------ DOCUMENT TEXT

Inspired by the birds around them, Daedalus creates wings for himself and his son, but warns Icarus to follow him closely. If he flies too low the ocean spray will weight down the wings, and if he flies too high the sun will melt the wax holding the feathers in place. The boy promises, but once they’ve fled their prison the lure of flight becomes too much for him, and he soars up to the sun. His wings break apart, and he tumbles to his death.

A heartbroken Daedalus settles in Sicily, but his old enemy Minos is still searching for him. When the king arrives at Sicily he offers a reward to anyone who can guide a thread through the spirals of a conch shell, reasoning, correctly, that only Daedalus could complete such a task. The craftsman ties the thread to an ant, tempts it through the shell with honey, and is thus given up to Minos. In an effort to avoid execution, he boils the king in his bath, and spends the rest of his days mourning for Icarus.

Analysis

The Storyteller: Greek Myths is worth commending not only for its child-friendly adaptations of these myths, but also the amount of detail put into each episode.

The Perseus episode is the one which reflects the complexities of mythology most consciously, because when the Dog asks the Storyteller to say more about Medusa’s sisters he replies: “If I told the whole story your head would burst. There is no one story. There are branches, rooms, like this place [the labyrinth]. Rooms, corridors, dead-ends.”* Thus, it’s appropriate that he not only focuses on Perseus’ battle with Medusa, but nods to other aspects of the myth as well.

The story begins with Acrisius learning from the Oracle that his grandson will murder him, but rather than use that purely as impetus for the plot (throwing Danae and Perseus out to sea in a chest), the script-writers make a point of including the tale where Perseus accidentally hits Acrisius with a discus, and thus fulfils the prophecy.

Although the gods themselves do not feature, it is noted that Athena and Hermes are the ones who provide Perseus with his divine apparel, and the advice that keeps him safe. Of especial interest is the fact that Athena is described by the Storyteller as “weaver, maker of spiders,”** in a nod to her transformation of Arachne. The vignette of Perseus turning Atlas to stone is also included, though in this case it is to help Atlas bear the weight of the sky, rather than because the Titan refuses Perseus shelter.

------------

PROMPT 1:
In the review's two paragraphs about Daedalus, from "Inspired by the birds" through "mourning for Icarus", list every character named.
The review and the rows below it come from unrelated sources.

------ WORKING DATA

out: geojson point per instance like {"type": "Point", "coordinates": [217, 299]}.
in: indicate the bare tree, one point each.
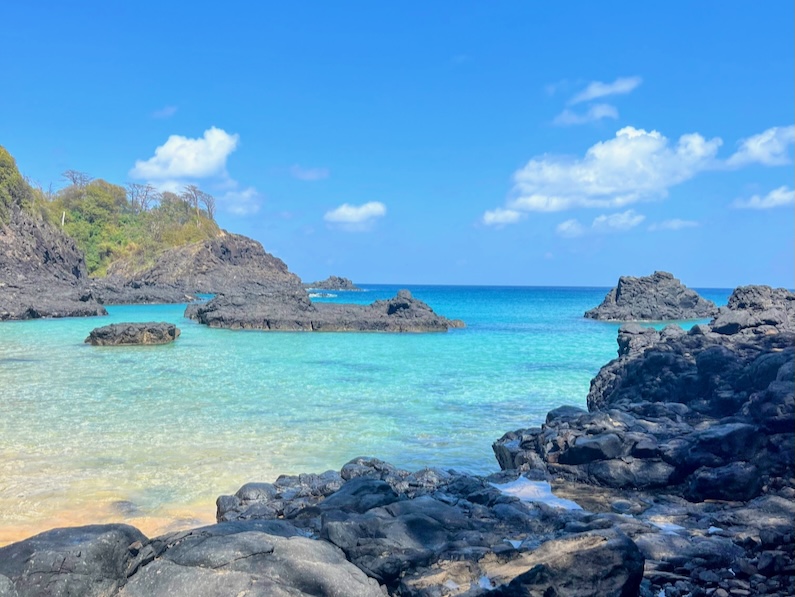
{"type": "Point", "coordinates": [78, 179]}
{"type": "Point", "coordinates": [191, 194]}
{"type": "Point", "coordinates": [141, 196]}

------------
------ WORKING DATA

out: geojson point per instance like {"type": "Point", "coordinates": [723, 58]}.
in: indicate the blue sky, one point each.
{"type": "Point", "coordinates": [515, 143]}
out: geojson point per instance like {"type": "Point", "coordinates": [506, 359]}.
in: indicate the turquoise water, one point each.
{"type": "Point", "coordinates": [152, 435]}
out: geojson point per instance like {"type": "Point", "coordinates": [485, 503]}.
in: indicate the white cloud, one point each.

------------
------ WORKING DATA

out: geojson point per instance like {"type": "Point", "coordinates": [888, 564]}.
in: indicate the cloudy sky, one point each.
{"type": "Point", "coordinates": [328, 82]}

------------

PROMPT 2:
Extract every row that contains the string "each".

WORKED ANSWER 1:
Daedalus, Icarus, Minos

WORKED ANSWER 2:
in: indicate the bare tree, one point each.
in: indicate the blue sky, one point each.
in: indicate the turquoise water, one point each.
in: indicate the white cloud, one point each.
in: indicate the cloudy sky, one point each.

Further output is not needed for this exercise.